| Required work |
Could you return, word for word, the stretch of the records below from their start through the line containing "[[77, 71, 97, 86], [46, 122, 70, 143]]", both ends included? Leave the pictures out of your answer.

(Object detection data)
** BEGIN **

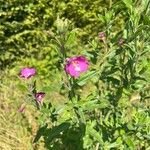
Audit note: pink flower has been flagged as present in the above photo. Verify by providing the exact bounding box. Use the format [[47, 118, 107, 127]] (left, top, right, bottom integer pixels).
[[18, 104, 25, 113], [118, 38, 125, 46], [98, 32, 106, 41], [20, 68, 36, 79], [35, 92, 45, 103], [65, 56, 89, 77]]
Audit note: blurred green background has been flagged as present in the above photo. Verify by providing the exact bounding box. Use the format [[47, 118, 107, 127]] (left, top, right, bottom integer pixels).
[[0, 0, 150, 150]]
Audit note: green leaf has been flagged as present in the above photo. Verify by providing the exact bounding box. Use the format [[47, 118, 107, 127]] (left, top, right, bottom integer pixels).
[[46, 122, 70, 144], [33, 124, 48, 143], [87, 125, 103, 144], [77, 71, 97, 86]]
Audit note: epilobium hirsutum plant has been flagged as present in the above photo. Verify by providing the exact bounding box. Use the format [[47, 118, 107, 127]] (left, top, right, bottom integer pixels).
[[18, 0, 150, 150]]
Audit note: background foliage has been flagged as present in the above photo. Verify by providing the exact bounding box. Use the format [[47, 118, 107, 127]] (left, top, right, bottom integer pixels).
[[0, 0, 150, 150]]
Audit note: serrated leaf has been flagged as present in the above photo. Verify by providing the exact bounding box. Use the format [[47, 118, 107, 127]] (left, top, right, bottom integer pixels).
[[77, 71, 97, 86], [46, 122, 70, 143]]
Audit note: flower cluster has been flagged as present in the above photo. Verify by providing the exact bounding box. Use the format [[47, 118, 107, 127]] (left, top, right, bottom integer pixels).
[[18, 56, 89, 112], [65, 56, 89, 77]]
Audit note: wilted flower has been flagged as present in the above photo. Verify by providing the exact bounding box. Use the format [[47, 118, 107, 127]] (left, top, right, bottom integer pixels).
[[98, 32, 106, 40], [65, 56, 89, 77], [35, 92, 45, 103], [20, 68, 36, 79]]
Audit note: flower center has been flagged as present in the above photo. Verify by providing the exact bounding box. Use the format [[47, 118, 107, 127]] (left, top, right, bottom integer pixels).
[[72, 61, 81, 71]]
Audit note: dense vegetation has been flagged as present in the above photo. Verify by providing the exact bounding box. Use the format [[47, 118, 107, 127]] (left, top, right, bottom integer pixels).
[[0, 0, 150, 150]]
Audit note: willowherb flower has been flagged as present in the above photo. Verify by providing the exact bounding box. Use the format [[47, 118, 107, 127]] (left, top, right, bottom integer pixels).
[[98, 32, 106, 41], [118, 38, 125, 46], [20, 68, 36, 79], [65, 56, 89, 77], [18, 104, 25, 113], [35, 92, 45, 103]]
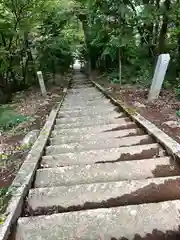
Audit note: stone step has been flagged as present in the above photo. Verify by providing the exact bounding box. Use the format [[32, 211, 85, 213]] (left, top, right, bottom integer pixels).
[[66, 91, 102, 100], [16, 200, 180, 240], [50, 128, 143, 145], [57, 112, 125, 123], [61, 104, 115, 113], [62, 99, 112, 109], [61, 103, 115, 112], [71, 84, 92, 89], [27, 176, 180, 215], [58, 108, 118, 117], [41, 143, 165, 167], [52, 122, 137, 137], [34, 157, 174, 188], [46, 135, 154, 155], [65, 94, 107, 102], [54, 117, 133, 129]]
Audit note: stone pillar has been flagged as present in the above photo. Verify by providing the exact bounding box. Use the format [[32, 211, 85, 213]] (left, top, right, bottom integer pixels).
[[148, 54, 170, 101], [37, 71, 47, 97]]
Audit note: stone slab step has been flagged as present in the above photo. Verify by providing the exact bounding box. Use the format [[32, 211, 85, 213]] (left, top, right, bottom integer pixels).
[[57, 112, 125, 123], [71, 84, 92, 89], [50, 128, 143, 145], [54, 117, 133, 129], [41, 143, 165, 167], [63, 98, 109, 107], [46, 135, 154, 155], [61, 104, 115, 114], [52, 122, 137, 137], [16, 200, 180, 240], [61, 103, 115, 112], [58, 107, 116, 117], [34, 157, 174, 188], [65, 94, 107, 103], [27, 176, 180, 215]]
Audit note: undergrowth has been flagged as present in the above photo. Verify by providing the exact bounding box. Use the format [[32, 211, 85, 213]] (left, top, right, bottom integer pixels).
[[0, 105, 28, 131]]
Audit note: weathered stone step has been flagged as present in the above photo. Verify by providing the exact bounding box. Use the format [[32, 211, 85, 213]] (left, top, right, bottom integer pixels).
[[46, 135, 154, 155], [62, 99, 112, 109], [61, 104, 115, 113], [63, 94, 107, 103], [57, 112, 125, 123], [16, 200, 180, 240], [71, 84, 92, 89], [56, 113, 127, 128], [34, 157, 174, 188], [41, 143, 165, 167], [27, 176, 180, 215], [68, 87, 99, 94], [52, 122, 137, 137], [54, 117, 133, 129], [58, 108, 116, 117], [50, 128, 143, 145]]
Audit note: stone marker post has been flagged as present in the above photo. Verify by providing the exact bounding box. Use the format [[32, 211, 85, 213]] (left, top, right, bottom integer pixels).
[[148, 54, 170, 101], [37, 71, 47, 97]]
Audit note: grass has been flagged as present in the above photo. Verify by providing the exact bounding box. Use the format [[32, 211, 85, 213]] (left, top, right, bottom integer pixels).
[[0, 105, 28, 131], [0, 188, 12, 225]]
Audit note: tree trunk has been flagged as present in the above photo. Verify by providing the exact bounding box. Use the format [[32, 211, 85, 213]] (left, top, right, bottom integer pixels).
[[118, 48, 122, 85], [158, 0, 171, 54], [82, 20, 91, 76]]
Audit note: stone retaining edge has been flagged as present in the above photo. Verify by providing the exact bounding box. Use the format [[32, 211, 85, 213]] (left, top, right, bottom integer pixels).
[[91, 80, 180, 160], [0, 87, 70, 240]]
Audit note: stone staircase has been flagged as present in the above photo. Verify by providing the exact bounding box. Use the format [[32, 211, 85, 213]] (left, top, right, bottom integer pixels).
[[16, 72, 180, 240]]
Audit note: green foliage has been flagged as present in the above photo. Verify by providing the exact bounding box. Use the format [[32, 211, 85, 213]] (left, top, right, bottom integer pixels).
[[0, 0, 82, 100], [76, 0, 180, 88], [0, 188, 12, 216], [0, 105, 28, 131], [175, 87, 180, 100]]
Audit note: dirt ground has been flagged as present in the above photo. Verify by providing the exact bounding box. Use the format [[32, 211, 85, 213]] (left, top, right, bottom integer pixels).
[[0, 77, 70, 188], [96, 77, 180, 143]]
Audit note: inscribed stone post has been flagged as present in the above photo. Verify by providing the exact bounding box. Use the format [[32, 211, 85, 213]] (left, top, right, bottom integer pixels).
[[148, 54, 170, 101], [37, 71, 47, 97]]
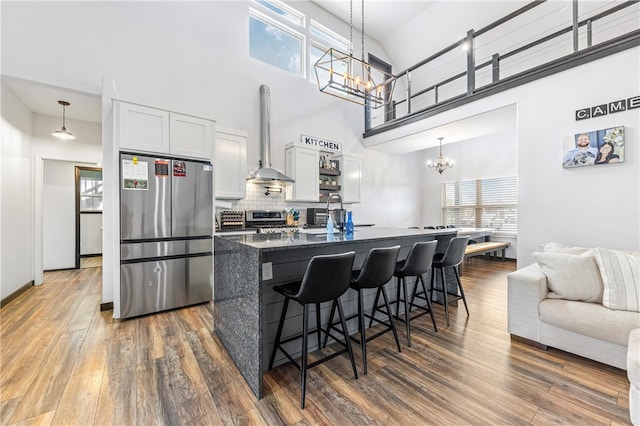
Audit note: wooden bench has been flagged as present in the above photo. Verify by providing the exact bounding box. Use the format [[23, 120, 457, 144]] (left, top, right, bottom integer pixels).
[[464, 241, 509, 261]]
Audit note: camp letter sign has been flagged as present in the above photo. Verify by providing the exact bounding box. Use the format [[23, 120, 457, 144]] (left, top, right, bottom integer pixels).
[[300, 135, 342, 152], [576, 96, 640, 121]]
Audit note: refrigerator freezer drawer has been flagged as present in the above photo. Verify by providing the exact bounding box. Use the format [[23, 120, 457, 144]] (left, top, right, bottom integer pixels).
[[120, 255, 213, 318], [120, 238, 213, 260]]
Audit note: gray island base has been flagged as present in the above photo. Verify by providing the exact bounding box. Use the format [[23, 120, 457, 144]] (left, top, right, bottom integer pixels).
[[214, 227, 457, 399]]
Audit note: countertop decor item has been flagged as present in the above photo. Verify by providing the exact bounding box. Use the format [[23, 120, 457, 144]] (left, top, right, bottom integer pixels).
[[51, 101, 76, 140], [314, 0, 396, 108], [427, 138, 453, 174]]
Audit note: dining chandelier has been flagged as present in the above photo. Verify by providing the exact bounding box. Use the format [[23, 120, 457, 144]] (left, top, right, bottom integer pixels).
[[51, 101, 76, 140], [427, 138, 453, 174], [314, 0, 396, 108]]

** END **

| Task solution |
Audit note: pink flower has been flagged as present in the above photo. Verify by providing the exact bounding box. Use the format [[47, 118, 107, 127]] (left, top, right, bottom integer pixels).
[[18, 104, 25, 113], [118, 38, 125, 46], [98, 32, 106, 41], [20, 68, 36, 79], [35, 92, 45, 103], [65, 56, 89, 77]]
Audit note: blurred green background has been flagged as present in the above photo. Verify by providing the exact bounding box. Use the format [[47, 118, 107, 127]] (left, top, right, bottom integer pixels).
[[0, 0, 150, 150]]
Audit note: green leaf has been flagged as present in the above photo. Verify by providing the exact bounding box. Use the format [[47, 118, 107, 127]] (left, top, right, bottom integer pixels).
[[46, 122, 70, 144], [33, 124, 48, 143], [87, 125, 103, 144], [77, 71, 97, 86]]
Audit note: epilobium hirsutum plant has been flagged as present in the above photo. Verify by providing the exact bounding box. Use the format [[47, 118, 107, 127]] (left, top, right, bottom integer pixels).
[[18, 0, 150, 150]]
Audit note: background foliage has been flagged as present in the above photo. Verify by providing the exact bounding box. Use the format [[47, 118, 107, 127]] (left, top, right, bottom integer pixels).
[[0, 0, 150, 150]]
Audit note: serrated leaf has been flagged as present in the above photo. Verify by providing the exact bounding box. Use the format [[47, 118, 107, 127]] (left, top, right, bottom integer pixels).
[[77, 71, 97, 86], [46, 122, 70, 143]]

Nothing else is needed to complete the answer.